=== Selected extract ===
● ● ● ● ●

App stores crawler
Crawler for apple and google stores to get ranking of the best apps by category.
Features
- Concurrent: it uses python 3.5+ async.io lib to get results faster
- Distributed: you can run the crawler from as many machines you want using a centralized db
- Priority to download: as the stores have an infinity of apps, the most ranked apps are updated frequently. We don't need to download all the apps before start the updates.
- Configurable random range of time to wait between requests to not flood app stores
- Fault tolerant: what happens if the internet stop working for a minute? It handles the error and put the URL to be indexed again
How does it work?
Microservices
There are 2 microservices:
- urldb: handles the queue of which urls must be downloaded, and saves new ones to the queue
- appsdb: handles the apps creation and queries
Crawler
Crawls the categories of the app stores, and than ask for urldb which URLs are next in queue to be crawled. It also send new apps URLs to the urldb to be handled
How to run it?

● ● ● ● ●

=== Records ===
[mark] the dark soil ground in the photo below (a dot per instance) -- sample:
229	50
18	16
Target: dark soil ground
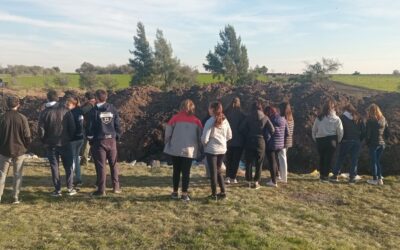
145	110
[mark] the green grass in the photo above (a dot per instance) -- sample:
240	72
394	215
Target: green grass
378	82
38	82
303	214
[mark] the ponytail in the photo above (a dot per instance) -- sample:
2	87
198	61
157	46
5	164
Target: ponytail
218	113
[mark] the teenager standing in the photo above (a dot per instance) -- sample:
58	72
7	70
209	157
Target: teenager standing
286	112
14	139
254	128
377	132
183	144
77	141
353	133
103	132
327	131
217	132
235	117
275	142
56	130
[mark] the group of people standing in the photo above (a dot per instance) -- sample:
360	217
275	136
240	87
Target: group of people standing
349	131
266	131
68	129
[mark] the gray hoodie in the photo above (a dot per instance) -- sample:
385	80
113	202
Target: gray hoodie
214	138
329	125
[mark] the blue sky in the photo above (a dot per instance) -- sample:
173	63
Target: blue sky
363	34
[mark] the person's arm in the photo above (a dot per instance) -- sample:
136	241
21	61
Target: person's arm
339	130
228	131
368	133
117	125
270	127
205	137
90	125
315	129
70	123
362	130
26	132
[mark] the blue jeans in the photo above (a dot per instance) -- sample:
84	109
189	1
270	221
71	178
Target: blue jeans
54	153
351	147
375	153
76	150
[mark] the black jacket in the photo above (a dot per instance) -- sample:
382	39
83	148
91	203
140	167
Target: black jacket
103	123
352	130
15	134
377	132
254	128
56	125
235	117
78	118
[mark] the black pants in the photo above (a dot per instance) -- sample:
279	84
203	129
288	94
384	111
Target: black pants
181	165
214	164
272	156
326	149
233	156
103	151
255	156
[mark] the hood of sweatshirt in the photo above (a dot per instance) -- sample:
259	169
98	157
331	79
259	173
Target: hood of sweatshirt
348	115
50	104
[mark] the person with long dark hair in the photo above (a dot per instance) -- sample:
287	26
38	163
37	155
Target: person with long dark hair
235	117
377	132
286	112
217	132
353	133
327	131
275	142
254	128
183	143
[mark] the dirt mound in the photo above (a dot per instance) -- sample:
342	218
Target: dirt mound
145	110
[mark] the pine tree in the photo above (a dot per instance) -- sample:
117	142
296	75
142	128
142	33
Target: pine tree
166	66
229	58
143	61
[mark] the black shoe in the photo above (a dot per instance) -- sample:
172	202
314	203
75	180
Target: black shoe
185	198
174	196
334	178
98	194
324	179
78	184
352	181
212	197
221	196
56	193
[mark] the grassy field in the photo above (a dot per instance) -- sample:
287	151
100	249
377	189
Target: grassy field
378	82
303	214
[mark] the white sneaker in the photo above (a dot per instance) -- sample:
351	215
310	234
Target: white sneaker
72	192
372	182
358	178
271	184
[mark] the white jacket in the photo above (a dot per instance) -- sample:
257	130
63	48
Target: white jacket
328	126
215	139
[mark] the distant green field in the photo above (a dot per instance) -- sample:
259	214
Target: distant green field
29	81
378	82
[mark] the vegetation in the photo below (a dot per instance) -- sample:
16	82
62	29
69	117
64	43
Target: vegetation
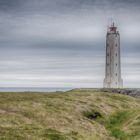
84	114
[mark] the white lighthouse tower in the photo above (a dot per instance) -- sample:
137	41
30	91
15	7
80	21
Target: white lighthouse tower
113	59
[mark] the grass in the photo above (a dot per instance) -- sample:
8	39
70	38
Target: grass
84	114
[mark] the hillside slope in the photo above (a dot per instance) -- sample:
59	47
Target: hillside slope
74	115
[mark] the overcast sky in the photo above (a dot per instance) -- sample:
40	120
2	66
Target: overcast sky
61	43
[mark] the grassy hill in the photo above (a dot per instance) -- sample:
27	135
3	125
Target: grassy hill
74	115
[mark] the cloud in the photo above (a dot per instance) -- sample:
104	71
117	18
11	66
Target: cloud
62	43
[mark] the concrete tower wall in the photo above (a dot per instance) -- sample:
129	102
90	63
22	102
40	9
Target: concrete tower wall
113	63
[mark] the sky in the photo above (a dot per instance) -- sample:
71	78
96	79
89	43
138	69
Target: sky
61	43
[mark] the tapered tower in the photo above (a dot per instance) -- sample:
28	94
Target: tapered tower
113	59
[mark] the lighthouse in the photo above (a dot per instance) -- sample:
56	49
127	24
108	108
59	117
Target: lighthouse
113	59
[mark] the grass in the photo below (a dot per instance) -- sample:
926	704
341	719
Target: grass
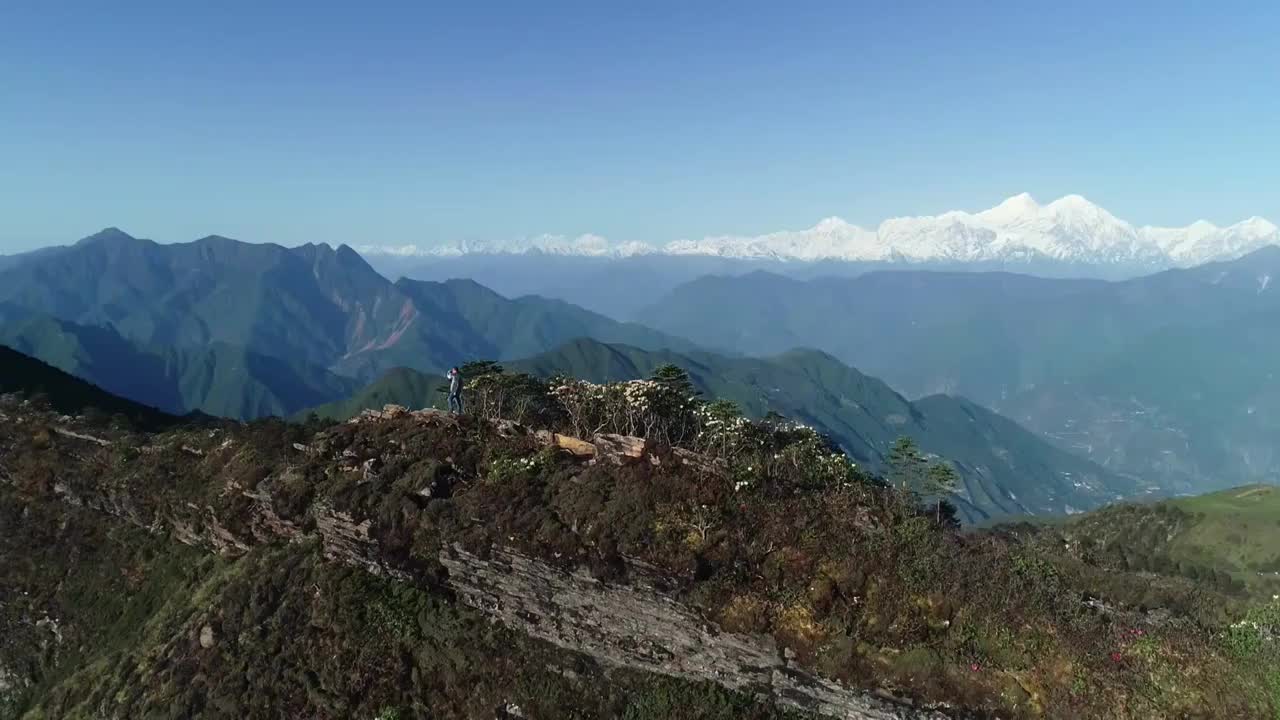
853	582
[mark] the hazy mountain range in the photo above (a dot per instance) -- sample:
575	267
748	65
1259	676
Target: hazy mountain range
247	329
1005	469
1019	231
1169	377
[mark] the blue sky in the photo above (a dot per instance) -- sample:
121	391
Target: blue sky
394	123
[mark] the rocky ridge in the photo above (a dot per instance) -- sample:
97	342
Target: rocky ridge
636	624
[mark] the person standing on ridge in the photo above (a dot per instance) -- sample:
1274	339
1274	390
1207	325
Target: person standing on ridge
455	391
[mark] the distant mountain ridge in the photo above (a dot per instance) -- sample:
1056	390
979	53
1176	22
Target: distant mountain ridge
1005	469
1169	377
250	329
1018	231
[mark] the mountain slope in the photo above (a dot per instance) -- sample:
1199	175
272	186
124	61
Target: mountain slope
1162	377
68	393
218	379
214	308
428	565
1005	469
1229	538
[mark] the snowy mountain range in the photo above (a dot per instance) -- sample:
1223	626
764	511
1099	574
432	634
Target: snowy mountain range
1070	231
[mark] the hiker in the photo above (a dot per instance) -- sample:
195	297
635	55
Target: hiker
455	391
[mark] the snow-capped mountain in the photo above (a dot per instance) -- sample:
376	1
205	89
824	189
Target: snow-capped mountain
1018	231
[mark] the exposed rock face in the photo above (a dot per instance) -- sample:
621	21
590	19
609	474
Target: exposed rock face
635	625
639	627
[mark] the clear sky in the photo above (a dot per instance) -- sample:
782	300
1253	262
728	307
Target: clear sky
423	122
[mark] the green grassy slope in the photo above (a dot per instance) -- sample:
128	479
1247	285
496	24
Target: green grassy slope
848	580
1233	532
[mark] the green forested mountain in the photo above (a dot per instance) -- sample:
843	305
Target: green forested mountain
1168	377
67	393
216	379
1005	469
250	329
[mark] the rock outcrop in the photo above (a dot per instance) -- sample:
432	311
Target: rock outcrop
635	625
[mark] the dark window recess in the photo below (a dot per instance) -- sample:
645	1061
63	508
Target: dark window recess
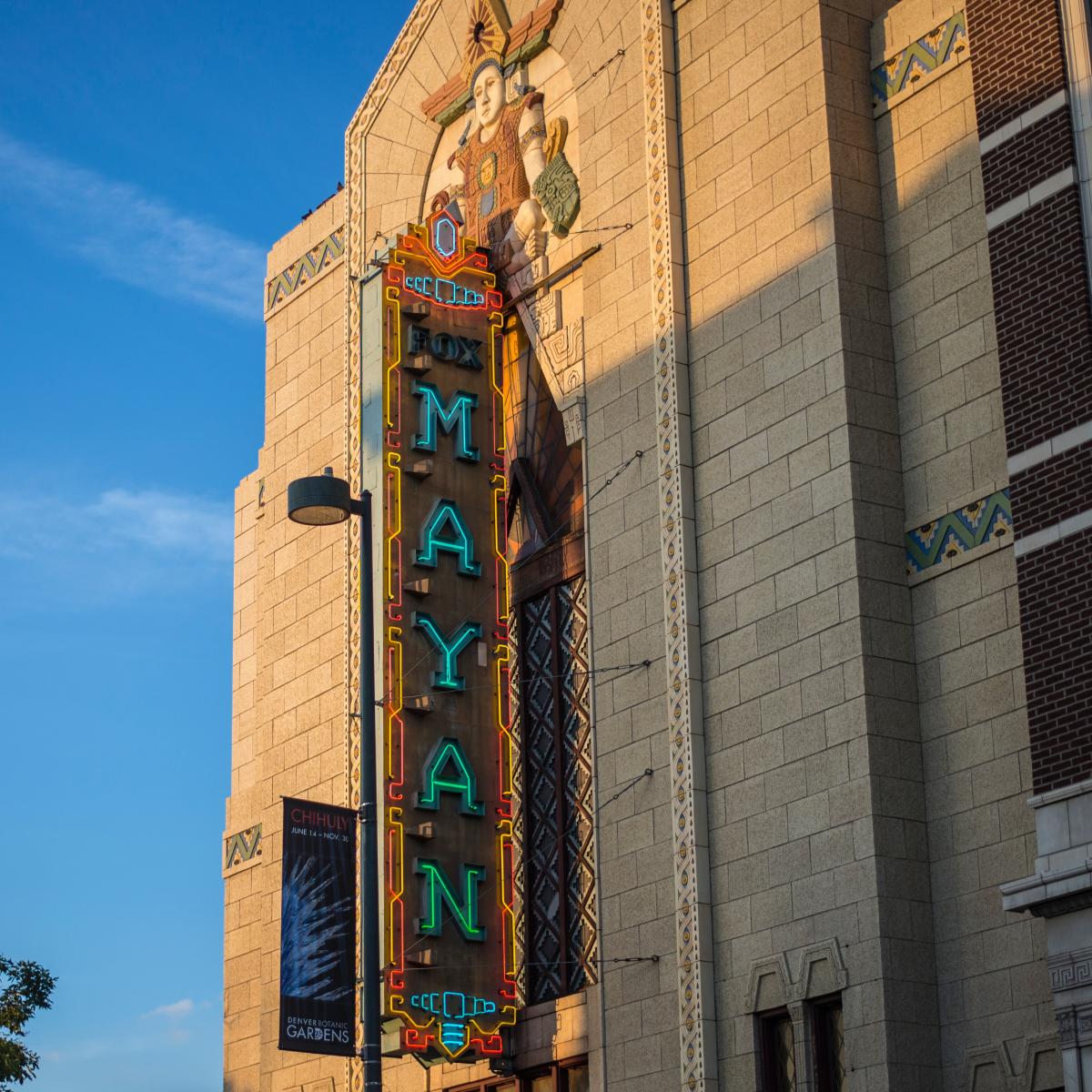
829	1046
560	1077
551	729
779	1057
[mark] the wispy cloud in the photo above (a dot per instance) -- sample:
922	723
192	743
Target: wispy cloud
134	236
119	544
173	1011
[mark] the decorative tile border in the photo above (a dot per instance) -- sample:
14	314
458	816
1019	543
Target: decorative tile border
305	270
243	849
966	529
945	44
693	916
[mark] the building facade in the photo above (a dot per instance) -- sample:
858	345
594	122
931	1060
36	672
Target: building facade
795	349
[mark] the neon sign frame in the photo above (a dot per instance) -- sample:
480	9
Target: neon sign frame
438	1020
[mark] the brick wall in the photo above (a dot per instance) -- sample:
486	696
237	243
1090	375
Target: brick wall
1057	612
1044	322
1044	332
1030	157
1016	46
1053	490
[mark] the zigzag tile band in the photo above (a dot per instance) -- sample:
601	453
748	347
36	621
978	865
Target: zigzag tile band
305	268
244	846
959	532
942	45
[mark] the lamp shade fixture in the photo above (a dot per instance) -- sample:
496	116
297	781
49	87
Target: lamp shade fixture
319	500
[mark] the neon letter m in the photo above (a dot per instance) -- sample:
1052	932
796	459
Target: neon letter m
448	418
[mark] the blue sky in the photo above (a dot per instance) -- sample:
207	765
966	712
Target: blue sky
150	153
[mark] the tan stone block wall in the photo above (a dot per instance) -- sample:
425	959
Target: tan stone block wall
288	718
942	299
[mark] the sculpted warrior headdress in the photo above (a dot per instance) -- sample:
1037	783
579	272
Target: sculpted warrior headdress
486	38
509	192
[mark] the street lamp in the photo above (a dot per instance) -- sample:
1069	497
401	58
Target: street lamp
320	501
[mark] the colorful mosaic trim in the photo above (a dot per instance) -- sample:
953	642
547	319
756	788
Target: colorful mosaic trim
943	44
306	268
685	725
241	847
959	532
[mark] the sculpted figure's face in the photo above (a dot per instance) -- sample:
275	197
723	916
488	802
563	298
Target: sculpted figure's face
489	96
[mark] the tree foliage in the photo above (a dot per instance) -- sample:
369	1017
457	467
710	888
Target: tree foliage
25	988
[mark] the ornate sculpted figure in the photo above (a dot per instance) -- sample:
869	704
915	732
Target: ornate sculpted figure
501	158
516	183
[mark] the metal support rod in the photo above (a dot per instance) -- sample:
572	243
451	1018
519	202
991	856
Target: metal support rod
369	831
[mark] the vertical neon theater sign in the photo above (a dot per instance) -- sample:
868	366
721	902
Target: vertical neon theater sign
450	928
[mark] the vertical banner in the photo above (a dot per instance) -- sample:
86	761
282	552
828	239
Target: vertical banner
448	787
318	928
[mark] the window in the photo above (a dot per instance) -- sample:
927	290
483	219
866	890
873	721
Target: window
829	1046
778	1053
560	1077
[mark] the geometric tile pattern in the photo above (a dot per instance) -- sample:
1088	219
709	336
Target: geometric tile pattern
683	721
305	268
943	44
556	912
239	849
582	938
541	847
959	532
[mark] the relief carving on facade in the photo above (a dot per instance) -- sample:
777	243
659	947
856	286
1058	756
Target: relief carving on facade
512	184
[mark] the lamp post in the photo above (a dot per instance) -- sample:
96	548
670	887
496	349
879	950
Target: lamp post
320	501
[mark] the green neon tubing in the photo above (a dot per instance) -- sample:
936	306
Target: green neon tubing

● ● ● ● ●

=== Written request 1 ===
Answer these questions about the app store crawler description:
(a) Which Python version and library does the crawler use to get results faster?
(b) What are the names of the two microservices?
(c) What does the crawler do if the internet stops working for a minute?
=== Written request 2 ===
Substitute "Label" for "Target" in the rows from the line with "[mark] the lamp post" through the end of the rows, and write out those lines with everything else unchanged.
The text and the rows are unrelated to each other.

=== Full response 1 ===
(a) Python 3.5+ with the async.io library.
(b) urldb and appsdb.
(c) It handles the error and puts the URL to be indexed again.

=== Full response 2 ===
[mark] the lamp post in the photo above (a dot per instance) -- sample:
96	548
670	887
496	349
879	950
Label: lamp post
320	501
[mark] the green neon tubing in the photo above (a dot per instance) -- sample:
936	306
Label: green neon tubing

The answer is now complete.